## Point annotation rows
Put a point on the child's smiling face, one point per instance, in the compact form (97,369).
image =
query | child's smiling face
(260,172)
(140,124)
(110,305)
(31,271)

## GIVEN TASK
Rewrite the rows above, swapping "child's" for "toddler's" and changing nothing else.

## SOLVED PROBLEM
Put a point on the toddler's smiling face, one point per instance, in the compact form (97,369).
image =
query | toddler's smiling face
(260,172)
(140,124)
(110,305)
(31,271)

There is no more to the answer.